Sunday, February 23, 2014

The boat, not the star-symbols

Whenever I'm feeling down I use Science Fiction to try to break me out of it. Zodiac is not exactly SF, just as Neal Stephensen isn't really a genre writer, but it does the job in a pinch.

I'm a pretty big Stephenson fan - I've read almost everything he's written (and what I haven't read is on my Amazon Wishlist if anyone is curious) and I uniformly adore it. Most of the Stephenson fans that I know don't really like Zodiac but it makes sense to me in the context of when it was written in it's author's career; when you aren't really a name no one is going to publish your thousand-page love-letter to cryptography, but if you write up an eco-thriller with a side of genetically modified bacteria then you're one step closer to getting your crazier ideas put on bookshelves everywhere. And aside from all of that, it's fun as hell. It follows what has become the classic arc of a Stephensen novel and has all of the wonderful elements that he interjects so beautifully into his fiction - hilariously apt descriptions, asshole protagonists who are aware of the fact that they're assholes, interesting female characters, and a whole lot of shit that is more technical than many readers are comfortable with (in this one it's just a little chemistry - no diagrams or scary math).

Reading Zodiac is like slipping into a big, warm, cozy robe for me. It's familiar, it's relaxed, and I'm probably having a pretty good time. The pacing is a little manic, and it's the fastest-reading Stephensen book that I've encountered, but that's perfect - it's an easy couple of hours that gets your head into a really interesting place with out making you think too hard about depressing shit (though, yes, dissolving dolphins and the state of the Boston Harbor are depressing as all fuck).

[PROVIDED RECORDS]
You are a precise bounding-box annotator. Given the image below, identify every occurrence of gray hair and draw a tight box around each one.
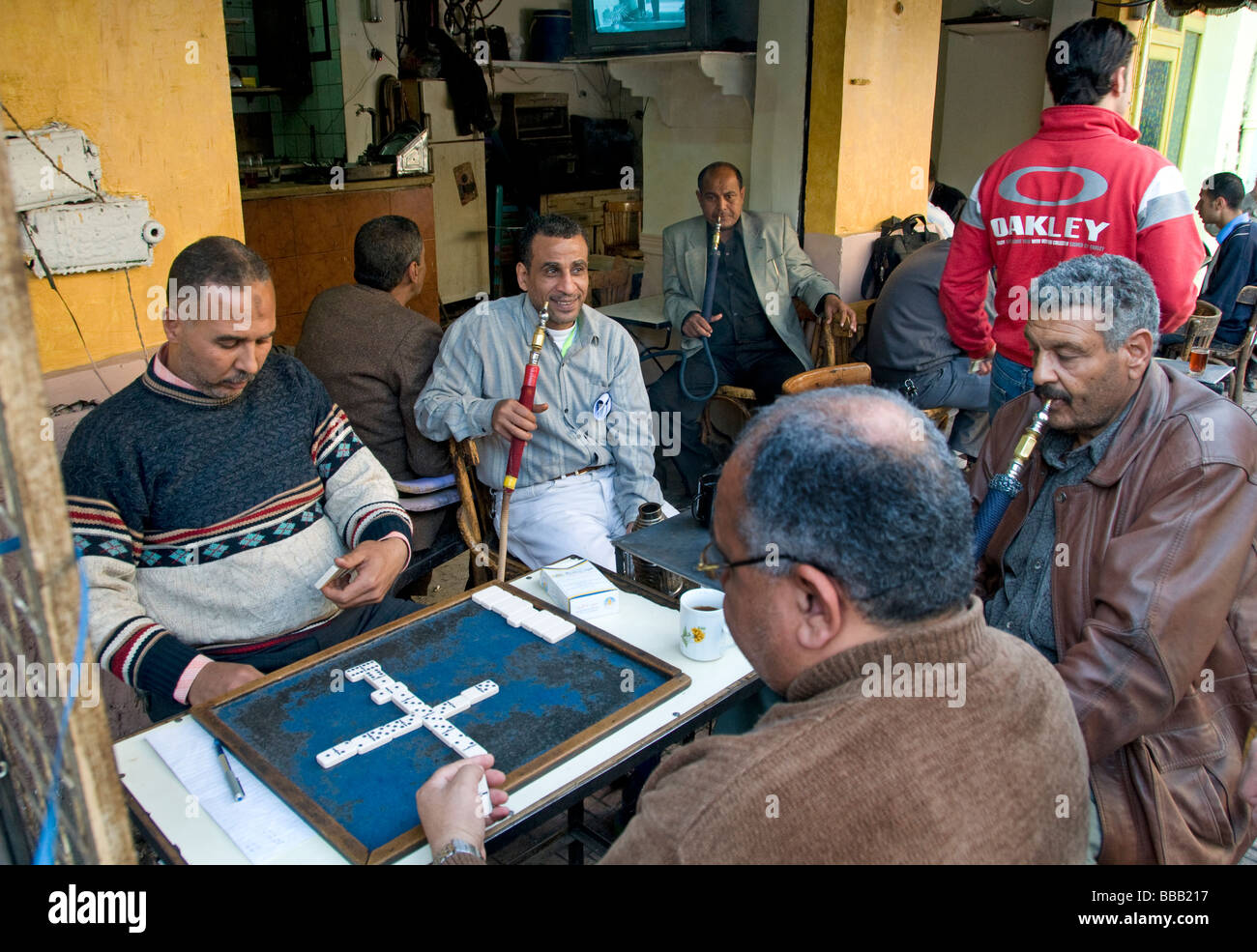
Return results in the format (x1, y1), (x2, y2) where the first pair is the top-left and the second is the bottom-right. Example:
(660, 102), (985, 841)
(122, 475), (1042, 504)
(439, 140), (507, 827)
(1031, 255), (1160, 352)
(738, 387), (973, 624)
(353, 215), (424, 291)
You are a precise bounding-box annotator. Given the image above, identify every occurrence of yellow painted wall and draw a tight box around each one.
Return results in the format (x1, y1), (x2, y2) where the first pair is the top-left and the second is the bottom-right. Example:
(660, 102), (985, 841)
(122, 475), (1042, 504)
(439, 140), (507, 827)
(0, 0), (244, 372)
(804, 0), (942, 235)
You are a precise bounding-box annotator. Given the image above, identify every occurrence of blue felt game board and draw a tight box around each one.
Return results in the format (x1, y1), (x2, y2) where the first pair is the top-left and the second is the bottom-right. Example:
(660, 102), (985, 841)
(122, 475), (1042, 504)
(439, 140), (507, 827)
(196, 592), (688, 863)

[QUESTIONS]
1: Translate this sentence from the Zodiac review into Spanish: "Reading Zodiac is like slipping into a big, warm, cozy robe for me."
2: Decide whether each statement agrees with the Zodiac review, answering yes or no and quoting the words from the review that settle it.
(a) The writer has read almost everything Stephenson has written.
(b) Most of the Stephenson fans the writer knows really like Zodiac.
(c) Zodiac includes diagrams and scary math.
3: Reproduce the stretch of the Zodiac review from "Reading Zodiac is" through "as all fuck)." word for word.
None of the data is needed here.

[TASK-BY-TASK SOLUTIONS]
1: Para mí, leer Zodiac es como ponerme una bata grande, cálida y acogedora.

2:
(a) Yes: "I've read almost everything he's written"
(b) No: "Most of the Stephenson fans that I know don't really like Zodiac"
(c) No: "no diagrams or scary math"

3:
Reading Zodiac is like slipping into a big, warm, cozy robe for me. It's familiar, it's relaxed, and I'm probably having a pretty good time. The pacing is a little manic, and it's the fastest-reading Stephensen book that I've encountered, but that's perfect - it's an easy couple of hours that gets your head into a really interesting place with out making you think too hard about depressing shit (though, yes, dissolving dolphins and the state of the Boston Harbor are depressing as all fuck).